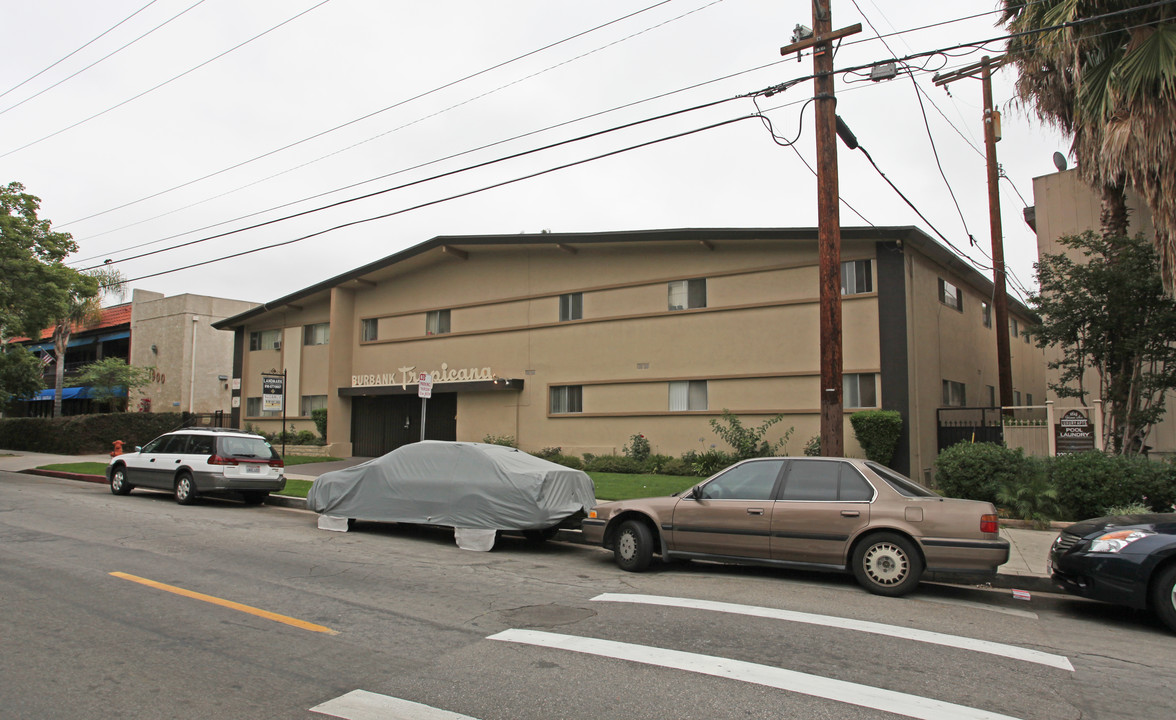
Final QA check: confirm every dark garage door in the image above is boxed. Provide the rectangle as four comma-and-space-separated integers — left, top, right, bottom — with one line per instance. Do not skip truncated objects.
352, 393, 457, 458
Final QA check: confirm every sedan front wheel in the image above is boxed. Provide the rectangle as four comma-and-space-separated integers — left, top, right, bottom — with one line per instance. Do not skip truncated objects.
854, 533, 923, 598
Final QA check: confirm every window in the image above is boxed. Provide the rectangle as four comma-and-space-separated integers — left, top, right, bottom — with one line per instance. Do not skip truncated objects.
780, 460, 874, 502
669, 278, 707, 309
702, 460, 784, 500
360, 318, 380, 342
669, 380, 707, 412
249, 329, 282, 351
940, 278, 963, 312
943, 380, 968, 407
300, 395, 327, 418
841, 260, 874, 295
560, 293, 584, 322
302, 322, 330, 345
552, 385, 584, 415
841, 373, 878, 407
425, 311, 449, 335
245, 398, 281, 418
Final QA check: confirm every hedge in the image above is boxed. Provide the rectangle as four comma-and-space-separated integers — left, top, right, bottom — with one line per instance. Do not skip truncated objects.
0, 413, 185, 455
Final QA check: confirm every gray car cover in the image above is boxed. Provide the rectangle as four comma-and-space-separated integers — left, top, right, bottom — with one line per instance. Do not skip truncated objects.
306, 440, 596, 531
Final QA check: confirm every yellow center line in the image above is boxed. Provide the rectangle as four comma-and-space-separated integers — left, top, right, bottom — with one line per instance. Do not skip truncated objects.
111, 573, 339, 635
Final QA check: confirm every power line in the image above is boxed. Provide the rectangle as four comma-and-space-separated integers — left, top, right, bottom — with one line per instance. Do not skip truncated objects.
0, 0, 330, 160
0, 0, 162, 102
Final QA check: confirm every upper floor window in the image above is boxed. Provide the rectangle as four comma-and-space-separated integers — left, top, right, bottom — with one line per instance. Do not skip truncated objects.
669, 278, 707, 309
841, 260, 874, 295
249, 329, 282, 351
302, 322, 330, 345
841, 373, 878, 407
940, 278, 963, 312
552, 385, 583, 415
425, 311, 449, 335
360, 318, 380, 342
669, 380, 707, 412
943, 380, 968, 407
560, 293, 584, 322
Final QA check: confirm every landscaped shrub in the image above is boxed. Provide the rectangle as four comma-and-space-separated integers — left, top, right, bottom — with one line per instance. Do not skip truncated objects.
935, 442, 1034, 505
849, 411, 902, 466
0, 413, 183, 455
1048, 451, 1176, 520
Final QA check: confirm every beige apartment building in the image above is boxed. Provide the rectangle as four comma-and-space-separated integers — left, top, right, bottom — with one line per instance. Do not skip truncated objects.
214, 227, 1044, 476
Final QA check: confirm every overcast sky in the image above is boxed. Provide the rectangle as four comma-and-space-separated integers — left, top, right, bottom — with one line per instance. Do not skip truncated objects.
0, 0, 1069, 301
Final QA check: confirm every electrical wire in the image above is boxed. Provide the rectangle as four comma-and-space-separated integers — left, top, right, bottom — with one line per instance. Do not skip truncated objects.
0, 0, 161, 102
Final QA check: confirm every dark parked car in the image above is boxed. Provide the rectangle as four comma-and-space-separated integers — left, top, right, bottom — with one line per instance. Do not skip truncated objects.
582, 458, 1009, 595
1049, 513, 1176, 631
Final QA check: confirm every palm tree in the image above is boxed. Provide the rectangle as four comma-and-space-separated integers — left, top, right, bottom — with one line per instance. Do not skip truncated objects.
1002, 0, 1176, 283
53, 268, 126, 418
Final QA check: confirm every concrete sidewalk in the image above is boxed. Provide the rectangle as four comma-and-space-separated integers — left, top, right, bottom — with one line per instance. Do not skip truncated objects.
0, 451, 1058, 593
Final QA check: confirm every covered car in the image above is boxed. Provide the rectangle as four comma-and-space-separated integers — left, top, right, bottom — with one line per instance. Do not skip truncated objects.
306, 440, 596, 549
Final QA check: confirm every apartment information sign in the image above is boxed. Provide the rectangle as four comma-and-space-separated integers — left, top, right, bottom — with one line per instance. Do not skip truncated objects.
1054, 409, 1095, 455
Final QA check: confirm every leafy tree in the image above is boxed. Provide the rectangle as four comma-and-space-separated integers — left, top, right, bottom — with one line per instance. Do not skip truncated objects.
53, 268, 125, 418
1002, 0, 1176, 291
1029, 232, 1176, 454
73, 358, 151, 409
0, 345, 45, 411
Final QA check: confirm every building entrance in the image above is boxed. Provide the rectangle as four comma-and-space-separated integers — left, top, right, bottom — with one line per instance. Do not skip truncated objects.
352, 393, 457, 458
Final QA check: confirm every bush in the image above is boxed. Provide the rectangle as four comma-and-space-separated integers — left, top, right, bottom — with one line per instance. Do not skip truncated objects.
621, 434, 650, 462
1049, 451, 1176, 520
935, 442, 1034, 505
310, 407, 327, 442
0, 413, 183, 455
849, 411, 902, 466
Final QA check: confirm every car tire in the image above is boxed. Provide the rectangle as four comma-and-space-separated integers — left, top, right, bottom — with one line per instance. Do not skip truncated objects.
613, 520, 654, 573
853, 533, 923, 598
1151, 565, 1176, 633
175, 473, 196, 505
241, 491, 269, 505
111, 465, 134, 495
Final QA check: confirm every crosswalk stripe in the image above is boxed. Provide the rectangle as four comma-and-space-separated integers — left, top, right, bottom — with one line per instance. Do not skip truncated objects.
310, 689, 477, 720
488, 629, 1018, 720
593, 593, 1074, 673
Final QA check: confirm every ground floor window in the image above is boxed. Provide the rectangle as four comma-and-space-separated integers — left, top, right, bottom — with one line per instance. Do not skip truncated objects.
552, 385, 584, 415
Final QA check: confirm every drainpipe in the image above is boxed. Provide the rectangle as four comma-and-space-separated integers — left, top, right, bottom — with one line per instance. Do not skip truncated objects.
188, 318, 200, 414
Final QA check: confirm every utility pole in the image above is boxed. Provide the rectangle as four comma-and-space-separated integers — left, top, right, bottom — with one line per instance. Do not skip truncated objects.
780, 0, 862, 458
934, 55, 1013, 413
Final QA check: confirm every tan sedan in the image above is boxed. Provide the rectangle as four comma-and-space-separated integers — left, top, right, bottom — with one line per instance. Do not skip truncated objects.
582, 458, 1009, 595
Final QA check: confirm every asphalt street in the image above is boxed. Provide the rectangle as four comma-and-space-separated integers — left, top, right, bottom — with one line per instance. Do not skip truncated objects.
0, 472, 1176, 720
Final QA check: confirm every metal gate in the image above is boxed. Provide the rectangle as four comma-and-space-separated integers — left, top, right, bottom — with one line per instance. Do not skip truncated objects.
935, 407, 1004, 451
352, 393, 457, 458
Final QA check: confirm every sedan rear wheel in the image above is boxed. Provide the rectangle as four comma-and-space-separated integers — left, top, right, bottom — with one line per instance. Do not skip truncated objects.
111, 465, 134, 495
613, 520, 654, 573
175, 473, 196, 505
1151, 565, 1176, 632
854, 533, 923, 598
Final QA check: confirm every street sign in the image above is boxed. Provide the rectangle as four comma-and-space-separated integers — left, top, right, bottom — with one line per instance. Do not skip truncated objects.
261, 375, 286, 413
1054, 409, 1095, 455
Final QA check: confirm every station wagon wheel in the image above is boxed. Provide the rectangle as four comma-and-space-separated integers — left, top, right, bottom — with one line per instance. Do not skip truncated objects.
=-=-=
[Written request] Please gather every line of the material above that contains the string "window" and copy each one in full.

[Problem solution]
Final QA check: confirm every window in the image above is boxed. Provide the rectangle as four comma-and-space-separated integers — left, top, right, bottom — with one line per instance. Do not skip truncated objects.
Final QA check: confirm every upper floor window in the image above is boxed. Provide the rectangle as four comma-and-space-separated integers — left, top, right, bottom — with one line per instance. Do not skip truncated objects.
Final QA check: confirm every ground floor window in the image above is boxed. Provide the rectangle as four comma-and-space-separated integers — left, top, right, bottom — with one line per instance. Do not skip truncated objects.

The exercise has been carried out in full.